Task directions:
Please answer this question from the patent case summary below: what average ratio did Caraco's formula have?

Page extract:
= Beginning of Section =
Friday, January 19, 2007

It's About TIme

Ortho-McNeil Pharmaceutical, Inc. v. Caraco Pharmaceutical Laboratories, Ltd., [06-1102](January 19, 2007)[MCKINNEY, Schall, Gajarsa] The Federal Circuit affirmed the grant of Caraco’s motion for summary judgment of non-infringement.
SIGNIFICANCE: The Federal Circuit brought some claritiy to the construction of "about" in patent claims.
BRIEF: At issue was the meaning of “about 1:5” in the claim relative to Caraco’s formula which had an average ratio of 1: 8.67 and a minimum ration of 1:7.5. Caraco argued that the proper construction is approximately 1:5, subject to error of 5 or 10%. Ortho argued that about 1.5 meant approximately 1.5, encompassing a range of rations of at least 1:3.6 to 1:7.1. The Federal Circuit noted that the parties agreed that “about” means “approximately”, but disagreed on the numerical limits. The Federal Circuit instructed:
[T]he word “about does not have a universal meaning in patent claims, . . . the meaning depends upon the technological facts of the particular case.
= End of Section =
Stored data entries:
= Beginning of Section =
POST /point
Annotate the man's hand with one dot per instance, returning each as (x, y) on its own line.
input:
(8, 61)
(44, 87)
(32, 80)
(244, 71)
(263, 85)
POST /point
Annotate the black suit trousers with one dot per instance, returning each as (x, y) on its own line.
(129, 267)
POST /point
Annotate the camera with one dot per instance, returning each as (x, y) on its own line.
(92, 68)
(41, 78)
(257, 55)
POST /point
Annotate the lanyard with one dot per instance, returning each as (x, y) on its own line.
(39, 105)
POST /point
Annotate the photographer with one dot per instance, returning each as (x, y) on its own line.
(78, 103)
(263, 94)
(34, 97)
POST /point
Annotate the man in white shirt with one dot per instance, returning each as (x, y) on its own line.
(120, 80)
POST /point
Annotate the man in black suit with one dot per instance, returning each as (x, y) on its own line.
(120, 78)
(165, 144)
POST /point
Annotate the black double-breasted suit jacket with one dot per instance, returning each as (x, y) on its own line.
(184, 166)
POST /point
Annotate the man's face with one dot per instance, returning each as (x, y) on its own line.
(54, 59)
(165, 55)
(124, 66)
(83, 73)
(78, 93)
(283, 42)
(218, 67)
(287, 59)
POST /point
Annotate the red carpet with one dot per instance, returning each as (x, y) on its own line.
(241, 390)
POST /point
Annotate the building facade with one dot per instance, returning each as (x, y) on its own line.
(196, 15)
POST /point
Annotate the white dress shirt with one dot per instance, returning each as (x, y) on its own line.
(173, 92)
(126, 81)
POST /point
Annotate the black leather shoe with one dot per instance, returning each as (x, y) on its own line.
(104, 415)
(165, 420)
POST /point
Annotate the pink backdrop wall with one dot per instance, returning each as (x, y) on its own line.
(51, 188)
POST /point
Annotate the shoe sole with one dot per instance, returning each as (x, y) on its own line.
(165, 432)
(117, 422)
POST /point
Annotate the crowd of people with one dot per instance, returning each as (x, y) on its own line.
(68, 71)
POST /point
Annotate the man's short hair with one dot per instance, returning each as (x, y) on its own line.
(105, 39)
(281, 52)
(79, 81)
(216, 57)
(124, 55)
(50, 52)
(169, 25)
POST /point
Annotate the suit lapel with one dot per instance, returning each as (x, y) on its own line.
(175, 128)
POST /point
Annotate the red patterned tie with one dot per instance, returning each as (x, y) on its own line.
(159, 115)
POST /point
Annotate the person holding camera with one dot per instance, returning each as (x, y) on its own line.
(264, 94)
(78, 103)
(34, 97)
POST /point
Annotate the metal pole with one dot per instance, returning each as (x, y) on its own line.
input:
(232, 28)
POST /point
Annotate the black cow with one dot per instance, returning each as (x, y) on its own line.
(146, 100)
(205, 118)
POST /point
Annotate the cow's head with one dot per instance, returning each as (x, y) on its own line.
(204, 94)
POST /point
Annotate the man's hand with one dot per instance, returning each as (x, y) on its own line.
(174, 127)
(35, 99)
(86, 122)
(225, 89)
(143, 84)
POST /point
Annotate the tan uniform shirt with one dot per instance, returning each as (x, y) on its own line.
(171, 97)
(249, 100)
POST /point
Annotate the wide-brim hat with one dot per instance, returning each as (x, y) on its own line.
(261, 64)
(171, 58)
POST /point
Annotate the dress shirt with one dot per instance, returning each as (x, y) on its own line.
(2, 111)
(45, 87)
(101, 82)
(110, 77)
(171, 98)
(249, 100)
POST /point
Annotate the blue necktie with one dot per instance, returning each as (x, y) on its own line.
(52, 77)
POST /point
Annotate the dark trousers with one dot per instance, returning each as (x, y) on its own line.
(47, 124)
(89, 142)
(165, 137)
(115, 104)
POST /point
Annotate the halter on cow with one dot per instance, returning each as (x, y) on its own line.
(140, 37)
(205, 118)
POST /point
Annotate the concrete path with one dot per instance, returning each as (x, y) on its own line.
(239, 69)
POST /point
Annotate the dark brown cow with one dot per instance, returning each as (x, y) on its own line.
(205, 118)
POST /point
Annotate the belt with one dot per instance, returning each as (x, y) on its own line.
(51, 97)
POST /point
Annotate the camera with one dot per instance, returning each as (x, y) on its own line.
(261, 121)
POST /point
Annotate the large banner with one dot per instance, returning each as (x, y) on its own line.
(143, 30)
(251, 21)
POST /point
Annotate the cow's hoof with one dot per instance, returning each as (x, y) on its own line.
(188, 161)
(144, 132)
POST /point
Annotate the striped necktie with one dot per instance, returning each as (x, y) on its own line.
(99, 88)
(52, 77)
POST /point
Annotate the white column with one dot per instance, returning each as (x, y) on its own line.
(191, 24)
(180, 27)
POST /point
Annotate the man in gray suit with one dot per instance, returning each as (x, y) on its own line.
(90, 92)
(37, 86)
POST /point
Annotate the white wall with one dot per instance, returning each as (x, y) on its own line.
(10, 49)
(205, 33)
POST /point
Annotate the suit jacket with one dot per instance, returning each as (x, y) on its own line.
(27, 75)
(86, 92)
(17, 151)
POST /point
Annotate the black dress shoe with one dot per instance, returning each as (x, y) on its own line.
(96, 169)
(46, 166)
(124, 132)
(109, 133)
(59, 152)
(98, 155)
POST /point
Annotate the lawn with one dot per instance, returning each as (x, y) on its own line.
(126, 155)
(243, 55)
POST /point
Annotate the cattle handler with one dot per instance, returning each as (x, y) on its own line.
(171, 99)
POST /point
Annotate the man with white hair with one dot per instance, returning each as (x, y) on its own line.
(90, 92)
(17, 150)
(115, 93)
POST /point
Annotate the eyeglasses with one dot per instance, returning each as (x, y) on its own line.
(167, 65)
= End of Section =
Exercise solution:
1:8.67